Les femmes sont de plus en plus nombreuses à être embauchées dans des sociétés de transport en commun, notamment en tant que receveuses, bien qu’elles soient encore largement minoritaires dans la catégorie des conducteurs. Nooshreen Gowsee, 27 ans, est la dernière femme à avoir intégré ce cercle fermé de conductrices d’autobus, au sein de la compagnie United Bus Service (UBS). Week-End l’a rencontrée au même titre que Juliana Fanchon qui sillonne, depuis 2020, les rues de Port-Louis et du Nord de l’île au volant des autobus du Triolet Bus Service (TBS).
Certes, la Compagnie Nationale de Transport (CNT) et le Rose-Hill Transport (RHT) ont déjà eu en leur sein des femmes conductrices dans le passé, mais tel n’est pas le cas actuellement. « Très peu de femmes sont détentrices d’un permis de conduire. C’est dommage car les femmes sont plus disciplinées professionnellement et plus prudentes au volant que les hommes. Je songe à établir un système de sponsoring pour les encourager à intégrer notre profession », confie Rao Rama, directeur de la CNT. Sidharth Sharma, CEO de RHT, soutient que « face à la pénurie d’effectifs, nous cherchons activement des candidates pour combler les postes. J’encourage vivement les femmes à nous rejoindre. On a besoin de vous ! »

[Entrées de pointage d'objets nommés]
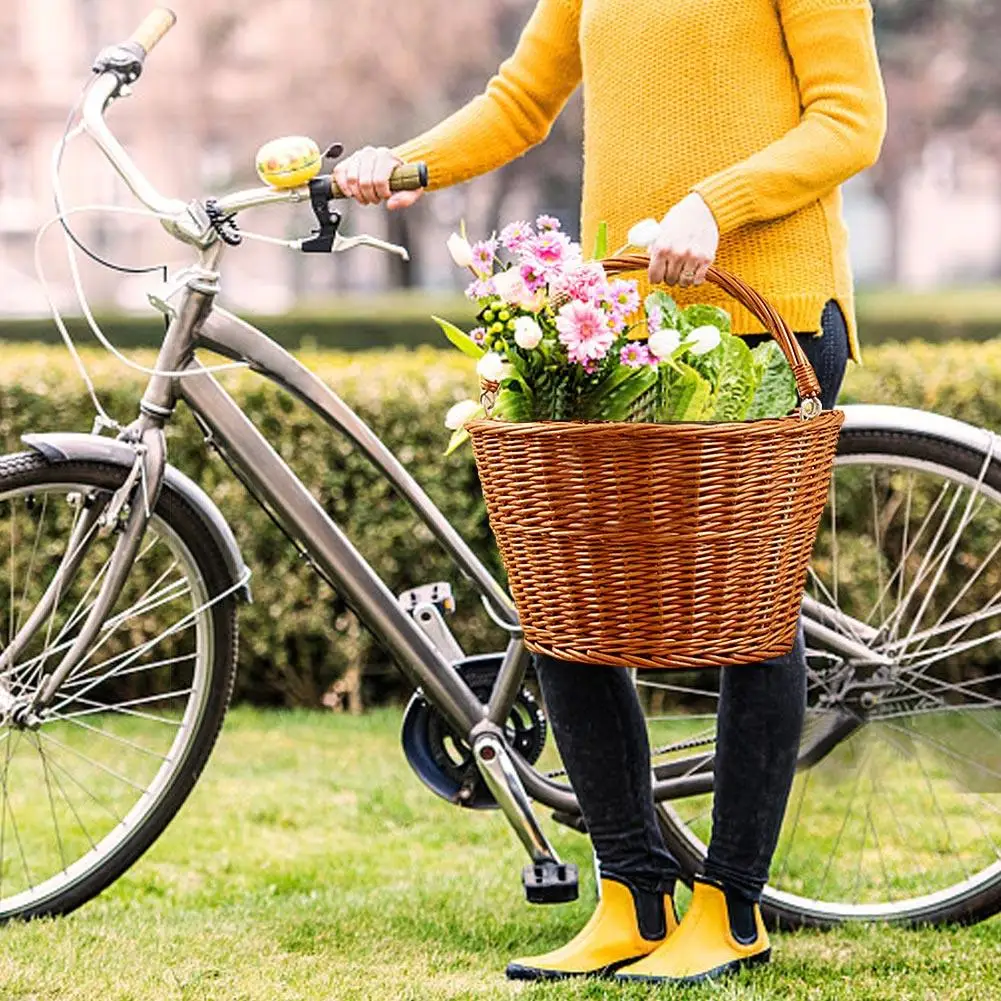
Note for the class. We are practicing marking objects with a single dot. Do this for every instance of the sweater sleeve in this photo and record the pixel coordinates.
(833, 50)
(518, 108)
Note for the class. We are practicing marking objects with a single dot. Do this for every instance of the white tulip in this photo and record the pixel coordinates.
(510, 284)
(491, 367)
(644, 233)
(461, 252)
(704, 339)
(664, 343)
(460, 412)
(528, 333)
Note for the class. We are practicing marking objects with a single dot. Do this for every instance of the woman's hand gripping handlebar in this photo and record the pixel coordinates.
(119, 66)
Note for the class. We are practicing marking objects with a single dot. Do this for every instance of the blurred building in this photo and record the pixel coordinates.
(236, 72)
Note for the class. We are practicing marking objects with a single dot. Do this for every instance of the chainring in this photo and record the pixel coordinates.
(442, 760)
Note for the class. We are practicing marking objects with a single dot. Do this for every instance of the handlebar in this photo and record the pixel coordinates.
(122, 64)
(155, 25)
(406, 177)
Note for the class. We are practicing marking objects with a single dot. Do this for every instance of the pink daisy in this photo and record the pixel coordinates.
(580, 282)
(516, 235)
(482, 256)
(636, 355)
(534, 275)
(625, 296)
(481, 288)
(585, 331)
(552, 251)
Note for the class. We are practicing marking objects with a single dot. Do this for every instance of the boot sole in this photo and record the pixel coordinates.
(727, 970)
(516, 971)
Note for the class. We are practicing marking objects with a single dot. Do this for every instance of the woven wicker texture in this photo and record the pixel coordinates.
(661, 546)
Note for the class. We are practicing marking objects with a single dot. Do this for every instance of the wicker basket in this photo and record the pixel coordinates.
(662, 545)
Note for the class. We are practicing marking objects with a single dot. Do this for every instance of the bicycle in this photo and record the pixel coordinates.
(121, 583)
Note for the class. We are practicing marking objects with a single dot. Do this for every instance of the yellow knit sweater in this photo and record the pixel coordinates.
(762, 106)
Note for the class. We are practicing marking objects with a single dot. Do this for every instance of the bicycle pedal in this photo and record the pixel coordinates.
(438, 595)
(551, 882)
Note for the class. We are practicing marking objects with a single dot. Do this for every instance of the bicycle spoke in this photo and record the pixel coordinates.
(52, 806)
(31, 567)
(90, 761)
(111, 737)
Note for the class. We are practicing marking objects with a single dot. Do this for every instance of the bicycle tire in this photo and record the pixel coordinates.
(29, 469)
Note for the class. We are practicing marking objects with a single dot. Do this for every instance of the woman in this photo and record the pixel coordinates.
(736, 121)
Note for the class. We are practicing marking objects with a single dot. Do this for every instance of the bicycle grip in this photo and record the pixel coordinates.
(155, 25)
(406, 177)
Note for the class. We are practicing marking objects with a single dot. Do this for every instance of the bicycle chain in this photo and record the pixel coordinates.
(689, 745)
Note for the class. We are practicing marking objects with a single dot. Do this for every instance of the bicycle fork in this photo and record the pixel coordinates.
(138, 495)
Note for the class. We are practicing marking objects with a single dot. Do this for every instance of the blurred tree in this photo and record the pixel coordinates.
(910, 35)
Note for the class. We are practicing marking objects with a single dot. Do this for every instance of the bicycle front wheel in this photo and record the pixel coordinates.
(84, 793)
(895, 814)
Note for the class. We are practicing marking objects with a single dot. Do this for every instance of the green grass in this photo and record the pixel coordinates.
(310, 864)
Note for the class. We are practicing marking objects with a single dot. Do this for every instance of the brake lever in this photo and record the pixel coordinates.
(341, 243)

==

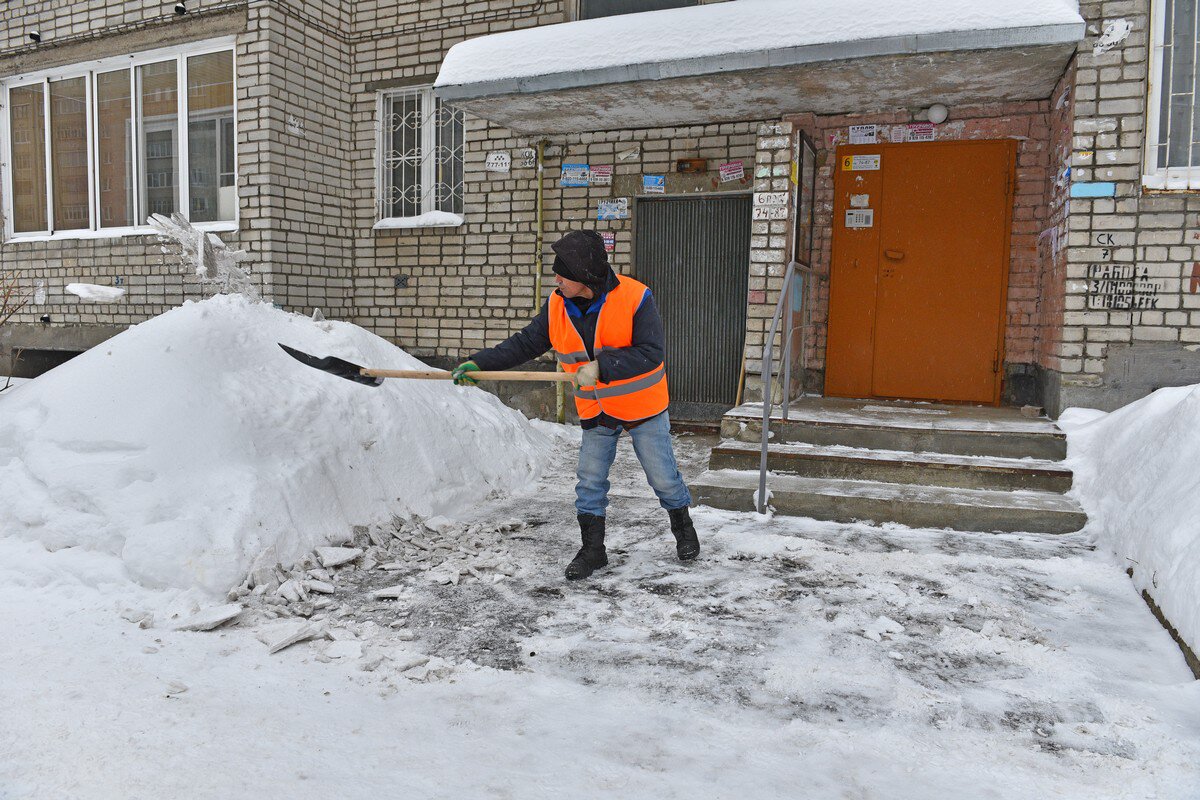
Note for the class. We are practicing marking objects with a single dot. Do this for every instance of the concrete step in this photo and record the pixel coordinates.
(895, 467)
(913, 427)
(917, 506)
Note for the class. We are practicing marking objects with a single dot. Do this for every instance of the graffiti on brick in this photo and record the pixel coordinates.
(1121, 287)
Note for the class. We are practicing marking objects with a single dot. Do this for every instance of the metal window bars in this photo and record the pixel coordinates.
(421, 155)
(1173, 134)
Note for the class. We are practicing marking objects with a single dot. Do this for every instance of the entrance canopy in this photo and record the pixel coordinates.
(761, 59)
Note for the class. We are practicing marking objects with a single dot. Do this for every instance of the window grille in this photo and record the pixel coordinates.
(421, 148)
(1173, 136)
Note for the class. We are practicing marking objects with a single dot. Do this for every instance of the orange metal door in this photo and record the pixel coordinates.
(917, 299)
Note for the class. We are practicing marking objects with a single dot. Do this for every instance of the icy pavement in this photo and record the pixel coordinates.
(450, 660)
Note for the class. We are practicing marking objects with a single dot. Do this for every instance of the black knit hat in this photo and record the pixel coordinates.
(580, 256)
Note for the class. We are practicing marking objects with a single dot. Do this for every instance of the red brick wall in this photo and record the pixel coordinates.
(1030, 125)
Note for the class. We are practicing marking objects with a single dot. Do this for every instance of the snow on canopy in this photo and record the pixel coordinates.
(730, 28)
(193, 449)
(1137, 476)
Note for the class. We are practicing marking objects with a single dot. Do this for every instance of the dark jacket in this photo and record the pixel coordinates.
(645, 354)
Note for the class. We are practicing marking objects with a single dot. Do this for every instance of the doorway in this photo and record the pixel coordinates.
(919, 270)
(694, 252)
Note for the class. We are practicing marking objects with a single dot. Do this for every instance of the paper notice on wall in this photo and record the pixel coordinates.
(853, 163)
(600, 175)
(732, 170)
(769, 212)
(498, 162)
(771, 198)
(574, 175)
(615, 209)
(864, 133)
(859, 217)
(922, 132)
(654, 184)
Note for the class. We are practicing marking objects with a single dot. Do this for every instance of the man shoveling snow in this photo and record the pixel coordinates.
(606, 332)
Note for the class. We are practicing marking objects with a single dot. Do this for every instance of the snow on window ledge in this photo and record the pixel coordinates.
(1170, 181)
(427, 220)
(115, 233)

* * *

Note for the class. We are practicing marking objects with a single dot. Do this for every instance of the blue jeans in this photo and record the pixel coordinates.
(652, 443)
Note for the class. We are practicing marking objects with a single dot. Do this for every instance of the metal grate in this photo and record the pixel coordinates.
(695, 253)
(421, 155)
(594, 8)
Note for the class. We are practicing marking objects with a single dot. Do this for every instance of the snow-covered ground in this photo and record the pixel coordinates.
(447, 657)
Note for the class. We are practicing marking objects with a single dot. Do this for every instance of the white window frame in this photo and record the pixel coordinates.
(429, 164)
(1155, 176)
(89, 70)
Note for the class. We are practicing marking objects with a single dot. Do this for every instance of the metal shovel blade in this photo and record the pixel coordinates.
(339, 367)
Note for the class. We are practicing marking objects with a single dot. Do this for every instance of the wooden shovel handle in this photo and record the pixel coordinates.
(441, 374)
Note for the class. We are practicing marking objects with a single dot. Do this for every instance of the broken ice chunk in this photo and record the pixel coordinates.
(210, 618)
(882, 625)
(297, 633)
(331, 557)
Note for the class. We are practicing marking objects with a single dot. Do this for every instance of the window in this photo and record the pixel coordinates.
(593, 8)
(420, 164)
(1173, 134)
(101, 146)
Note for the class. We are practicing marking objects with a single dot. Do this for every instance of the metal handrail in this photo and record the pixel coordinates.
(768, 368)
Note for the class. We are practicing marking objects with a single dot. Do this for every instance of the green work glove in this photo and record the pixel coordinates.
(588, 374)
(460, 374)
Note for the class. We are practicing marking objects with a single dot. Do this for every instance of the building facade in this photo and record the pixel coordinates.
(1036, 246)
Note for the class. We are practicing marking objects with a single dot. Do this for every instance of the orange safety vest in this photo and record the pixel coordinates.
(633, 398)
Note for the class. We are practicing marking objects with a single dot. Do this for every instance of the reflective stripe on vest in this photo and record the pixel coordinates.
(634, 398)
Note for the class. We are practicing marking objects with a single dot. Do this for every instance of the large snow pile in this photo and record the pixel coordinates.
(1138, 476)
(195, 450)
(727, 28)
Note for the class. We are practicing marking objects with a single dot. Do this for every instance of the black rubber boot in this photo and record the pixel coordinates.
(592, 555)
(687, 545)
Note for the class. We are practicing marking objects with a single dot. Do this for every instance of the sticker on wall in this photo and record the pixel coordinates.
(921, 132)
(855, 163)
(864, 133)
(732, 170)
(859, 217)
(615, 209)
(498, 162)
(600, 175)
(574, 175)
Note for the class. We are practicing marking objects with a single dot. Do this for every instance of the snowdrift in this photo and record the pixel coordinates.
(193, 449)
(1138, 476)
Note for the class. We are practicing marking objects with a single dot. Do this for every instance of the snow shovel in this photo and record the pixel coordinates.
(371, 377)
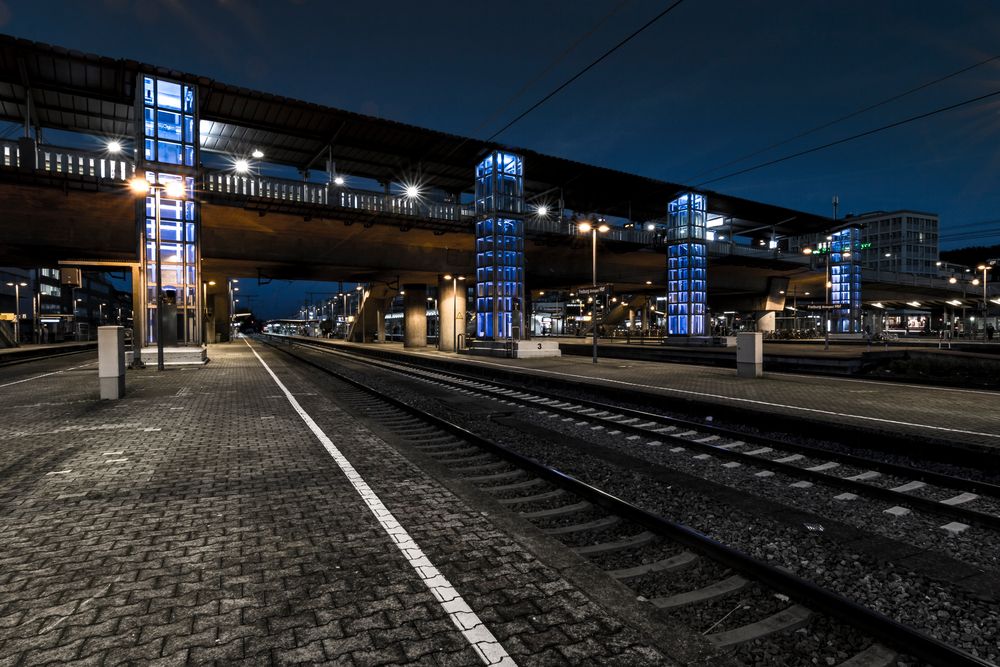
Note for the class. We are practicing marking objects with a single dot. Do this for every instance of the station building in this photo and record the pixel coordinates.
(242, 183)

* _Consigne_: Traduisez en anglais la phrase suivante, tirée du texte sur les conductrices d'autobus : « Très peu de femmes sont détentrices d'un permis de conduire. » Les entrées n'ont aucun lien avec le texte.

* _Résultat_: Very few women hold a driver's license.